**WHAT TO PRODUCE:** List every heading in the text on the Luxembourg PPG regime, including chapter, section and § headings, in the order they appear.

5. It is certainly not the intention of the authors of the bill of law3 but this type of guarantee is said to have the potential to replace the suretyship and autonomous guarantee in the Luxembourg legal field. Practitioners seem to agree on this point, one of them claiming even that "it is not unrealistic to consider that the introduction of the PPG may make disappear – in practice – all the other personal guarantees."4
6. The above statement will be tested against the main legal features of the PPG (I) and in relation to selected financing, commercial, construction and unfunded credit protection operations (II), it being noted however that we do not pretend nor intend to be exhaustive of all the instances or practice areas in which the PPG may be relevant.
Chapter I. The Legal Regime of the PPG
7. A PPG is an undertaking by which the guarantor undertakes to pay a beneficiary, on demand of such beneficiary or an agreed third party, an amount determined pursuant to agreed terms, in relation to one or more claims or associated risks.5
8. The ingenuity of the PPG regime lies foremost in its simplicity and flexibility: (i) limited form and substance conditions apply; and (ii) its regime is inspired by contractual freedom. The PPG is said to bridge the summa divisio6 of the traditional regimes of the suretyship and the first demand guarantees by taking the best of both worlds. Section 1. Light Formalism
9. The granting of a PPG merely requires the written form7 and, since it is an opt-in regime, it must contain an express indication that the guarantee is subject to the PPG Law. § 1. The Necessity to Attest the Guarantee in Writing
10. The commentators of the bill of law acknowledged that, in most cases, PPGs are likely to consist in commercial acts subject to Article 109 of the Luxembourg Commercial Code8 pursuant to which commercial deeds may be evidenced freely between parties.
11. However, the requirement of the written form is consistent with the nature of the PPG in that it is designed as a contract-based instrument the terms of which ought to be documented in writing – such contractual terms are protected against the effects of other guarantee regimes by virtue of a specific reference in the guarantee arrangement that it is subject to the PPG Law and to afford greater legal certainty to the contracting parties (similar to collateral arrangements under the Collateral Law).9 § 2. A Guarantee by Choice 12. PPGs are reserved for contracting parties (or the guarantor if it issues a unilateral deed) that explicitly and unequivocally state10 that they wish their guarantee to be governed by the PPG Law.
13. Indeed, the legislator did not intend to impose the regime of the PPG Law as a triumphant guarantee regime exclusive of other types of guarantee available under Luxembourg law but rather to complement the offer with a new type of guarantee.
14. The requirement to indicate a reference to the PPG Law is a simple and yet effective means to protect the PPG against the risk of requalification which may exist for other forms of guarantee arrangements.

**SUPPLIED DATA:**
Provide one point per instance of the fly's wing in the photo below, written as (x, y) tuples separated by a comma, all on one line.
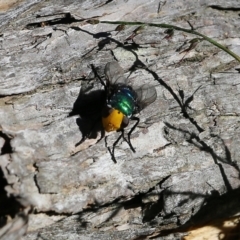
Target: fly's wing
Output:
[(114, 73), (145, 95)]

**TASK SOLUTION:**
Chapter I. The Legal Regime of the PPG
Section 1. Light Formalism
§ 1. The Necessity to Attest the Guarantee in Writing
§ 2. A Guarantee by Choice